[Action item] Whenever the string "dark" appears in a line below, please copy the line out.

+++

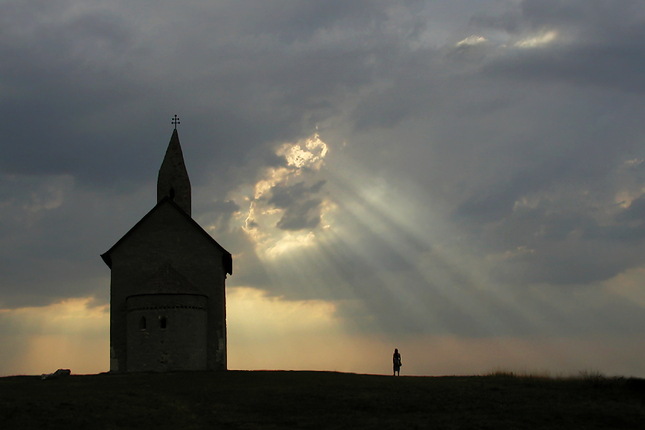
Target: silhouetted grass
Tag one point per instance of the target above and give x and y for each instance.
(320, 400)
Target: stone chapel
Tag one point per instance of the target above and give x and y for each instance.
(168, 300)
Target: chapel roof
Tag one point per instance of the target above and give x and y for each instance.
(227, 260)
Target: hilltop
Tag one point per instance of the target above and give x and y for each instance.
(318, 400)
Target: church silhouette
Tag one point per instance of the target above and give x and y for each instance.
(168, 299)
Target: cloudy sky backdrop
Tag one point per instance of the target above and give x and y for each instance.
(459, 179)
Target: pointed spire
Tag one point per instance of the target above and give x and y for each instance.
(173, 177)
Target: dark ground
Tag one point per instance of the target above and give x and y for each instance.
(319, 400)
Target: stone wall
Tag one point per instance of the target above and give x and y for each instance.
(166, 332)
(166, 236)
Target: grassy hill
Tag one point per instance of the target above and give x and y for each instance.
(319, 400)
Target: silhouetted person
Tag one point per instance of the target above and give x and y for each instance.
(396, 361)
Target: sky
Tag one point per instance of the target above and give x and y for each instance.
(463, 180)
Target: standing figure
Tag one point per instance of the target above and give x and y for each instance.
(396, 361)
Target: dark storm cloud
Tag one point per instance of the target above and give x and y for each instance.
(605, 46)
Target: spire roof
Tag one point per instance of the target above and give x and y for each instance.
(173, 181)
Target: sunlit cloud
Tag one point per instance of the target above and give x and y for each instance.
(284, 211)
(538, 40)
(472, 40)
(71, 334)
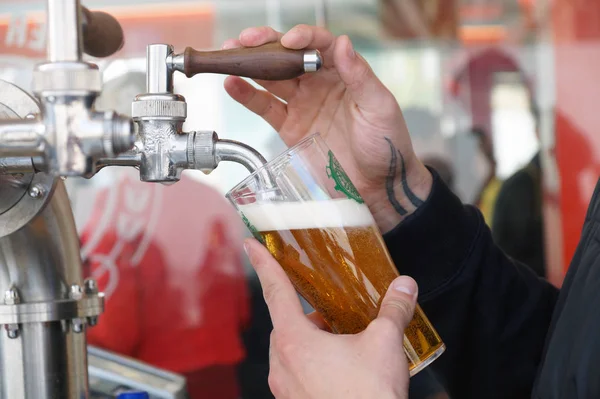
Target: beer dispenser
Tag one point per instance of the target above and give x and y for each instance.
(57, 133)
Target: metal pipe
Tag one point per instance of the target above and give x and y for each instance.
(64, 30)
(126, 159)
(21, 138)
(159, 76)
(234, 151)
(39, 264)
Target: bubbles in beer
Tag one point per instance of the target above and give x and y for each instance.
(335, 256)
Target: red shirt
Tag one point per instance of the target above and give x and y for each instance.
(168, 259)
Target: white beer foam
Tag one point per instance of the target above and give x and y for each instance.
(310, 214)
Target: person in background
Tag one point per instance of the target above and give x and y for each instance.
(442, 167)
(518, 225)
(486, 198)
(175, 288)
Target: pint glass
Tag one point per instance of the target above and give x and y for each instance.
(303, 207)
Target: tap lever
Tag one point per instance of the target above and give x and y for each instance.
(267, 62)
(102, 33)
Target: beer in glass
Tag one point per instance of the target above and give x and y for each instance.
(306, 211)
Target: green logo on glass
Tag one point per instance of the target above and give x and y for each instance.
(252, 229)
(342, 181)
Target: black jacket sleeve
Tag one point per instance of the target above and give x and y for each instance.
(491, 313)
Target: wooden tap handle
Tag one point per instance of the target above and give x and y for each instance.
(102, 33)
(267, 62)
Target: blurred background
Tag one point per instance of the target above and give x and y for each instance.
(499, 96)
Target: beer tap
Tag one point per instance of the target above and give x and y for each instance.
(47, 304)
(163, 150)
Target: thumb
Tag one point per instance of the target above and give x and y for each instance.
(398, 305)
(365, 88)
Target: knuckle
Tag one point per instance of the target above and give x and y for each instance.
(275, 384)
(271, 292)
(399, 306)
(385, 327)
(285, 346)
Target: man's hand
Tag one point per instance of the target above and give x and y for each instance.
(352, 109)
(310, 363)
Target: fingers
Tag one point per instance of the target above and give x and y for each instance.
(355, 72)
(261, 102)
(280, 295)
(231, 43)
(399, 303)
(312, 37)
(319, 321)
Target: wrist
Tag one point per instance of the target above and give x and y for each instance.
(391, 204)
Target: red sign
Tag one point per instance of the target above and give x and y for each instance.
(179, 24)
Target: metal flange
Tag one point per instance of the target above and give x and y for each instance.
(64, 309)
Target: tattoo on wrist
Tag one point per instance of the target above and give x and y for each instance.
(391, 179)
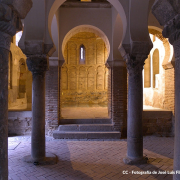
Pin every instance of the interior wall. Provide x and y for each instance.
(68, 18)
(154, 95)
(20, 81)
(85, 83)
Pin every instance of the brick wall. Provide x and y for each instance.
(169, 103)
(51, 97)
(159, 123)
(119, 98)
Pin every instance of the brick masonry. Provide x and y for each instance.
(52, 99)
(119, 98)
(157, 123)
(169, 103)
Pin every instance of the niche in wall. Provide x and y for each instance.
(84, 74)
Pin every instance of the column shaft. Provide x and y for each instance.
(4, 114)
(38, 116)
(176, 176)
(135, 108)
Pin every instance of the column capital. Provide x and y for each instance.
(135, 64)
(10, 19)
(38, 64)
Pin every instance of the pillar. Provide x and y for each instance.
(135, 108)
(119, 96)
(38, 65)
(10, 22)
(4, 53)
(167, 14)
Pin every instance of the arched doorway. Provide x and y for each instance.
(84, 89)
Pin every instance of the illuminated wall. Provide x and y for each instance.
(84, 75)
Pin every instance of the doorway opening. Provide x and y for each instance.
(84, 78)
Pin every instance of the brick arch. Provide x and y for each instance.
(168, 60)
(86, 28)
(54, 5)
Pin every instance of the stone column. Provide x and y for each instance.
(167, 13)
(135, 108)
(38, 65)
(119, 96)
(10, 22)
(4, 53)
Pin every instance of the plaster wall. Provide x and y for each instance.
(87, 82)
(154, 95)
(20, 81)
(68, 18)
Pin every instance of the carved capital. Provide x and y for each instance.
(135, 64)
(164, 11)
(38, 64)
(21, 7)
(9, 20)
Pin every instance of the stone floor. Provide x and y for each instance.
(92, 160)
(92, 112)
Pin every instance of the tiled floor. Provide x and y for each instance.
(91, 160)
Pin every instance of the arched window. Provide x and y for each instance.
(147, 73)
(82, 55)
(155, 68)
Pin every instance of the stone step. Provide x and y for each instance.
(86, 127)
(85, 121)
(86, 135)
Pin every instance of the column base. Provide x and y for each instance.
(129, 161)
(50, 159)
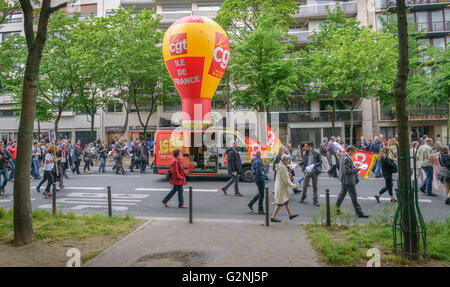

+++

[Response to the exercise]
Target: dark ground
Target: dark storm cloud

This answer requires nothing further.